• **Aim**:
Copy every line of the records below that contains the word "cloud", matching case exactly.

• **Data shown**:

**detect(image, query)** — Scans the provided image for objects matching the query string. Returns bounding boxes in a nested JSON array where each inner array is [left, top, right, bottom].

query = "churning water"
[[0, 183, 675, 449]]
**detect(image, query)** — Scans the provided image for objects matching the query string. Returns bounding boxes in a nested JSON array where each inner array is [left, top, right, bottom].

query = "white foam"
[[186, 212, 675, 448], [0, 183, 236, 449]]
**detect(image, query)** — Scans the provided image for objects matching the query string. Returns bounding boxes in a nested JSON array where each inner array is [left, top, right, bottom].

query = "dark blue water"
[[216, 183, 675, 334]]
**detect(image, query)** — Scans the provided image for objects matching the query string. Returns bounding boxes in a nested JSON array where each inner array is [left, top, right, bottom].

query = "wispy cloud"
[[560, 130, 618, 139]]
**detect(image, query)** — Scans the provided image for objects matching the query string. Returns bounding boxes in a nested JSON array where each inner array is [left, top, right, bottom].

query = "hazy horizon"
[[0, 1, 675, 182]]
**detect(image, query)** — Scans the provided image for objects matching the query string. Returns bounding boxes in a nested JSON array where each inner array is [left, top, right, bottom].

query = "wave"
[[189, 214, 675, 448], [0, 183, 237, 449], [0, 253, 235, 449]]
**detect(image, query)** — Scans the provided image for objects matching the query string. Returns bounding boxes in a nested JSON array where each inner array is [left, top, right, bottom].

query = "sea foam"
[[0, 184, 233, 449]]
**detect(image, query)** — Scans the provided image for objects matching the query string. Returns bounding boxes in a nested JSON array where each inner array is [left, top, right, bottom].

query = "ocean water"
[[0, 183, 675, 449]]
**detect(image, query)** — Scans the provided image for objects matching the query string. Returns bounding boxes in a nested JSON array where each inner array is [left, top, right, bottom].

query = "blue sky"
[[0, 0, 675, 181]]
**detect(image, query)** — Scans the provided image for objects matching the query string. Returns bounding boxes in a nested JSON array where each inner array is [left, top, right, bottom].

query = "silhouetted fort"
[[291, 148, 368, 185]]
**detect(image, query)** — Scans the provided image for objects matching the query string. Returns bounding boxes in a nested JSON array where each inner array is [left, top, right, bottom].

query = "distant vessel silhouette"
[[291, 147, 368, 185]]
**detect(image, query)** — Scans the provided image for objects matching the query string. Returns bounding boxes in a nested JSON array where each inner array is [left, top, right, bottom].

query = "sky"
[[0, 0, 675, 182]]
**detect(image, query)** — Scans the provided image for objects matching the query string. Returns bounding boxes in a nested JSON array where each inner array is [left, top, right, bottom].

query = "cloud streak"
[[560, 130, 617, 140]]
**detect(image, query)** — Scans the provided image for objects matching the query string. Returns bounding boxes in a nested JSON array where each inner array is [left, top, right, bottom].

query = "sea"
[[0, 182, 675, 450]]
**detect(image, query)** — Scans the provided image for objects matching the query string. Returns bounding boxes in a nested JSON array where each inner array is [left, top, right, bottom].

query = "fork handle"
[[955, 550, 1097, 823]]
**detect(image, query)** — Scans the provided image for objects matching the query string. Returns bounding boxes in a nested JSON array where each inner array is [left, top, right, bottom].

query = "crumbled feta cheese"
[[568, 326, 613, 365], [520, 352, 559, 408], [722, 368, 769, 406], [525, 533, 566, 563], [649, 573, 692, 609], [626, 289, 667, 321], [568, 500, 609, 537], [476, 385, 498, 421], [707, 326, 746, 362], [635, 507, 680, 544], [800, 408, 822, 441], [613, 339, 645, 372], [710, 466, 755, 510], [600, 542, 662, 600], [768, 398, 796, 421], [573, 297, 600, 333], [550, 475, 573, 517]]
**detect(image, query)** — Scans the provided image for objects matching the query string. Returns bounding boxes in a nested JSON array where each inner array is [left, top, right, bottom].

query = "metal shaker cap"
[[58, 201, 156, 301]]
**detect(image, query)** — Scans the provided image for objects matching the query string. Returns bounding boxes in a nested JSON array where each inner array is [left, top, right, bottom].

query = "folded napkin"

• **The answer**:
query = "wispy cloud"
query = "cloud streak"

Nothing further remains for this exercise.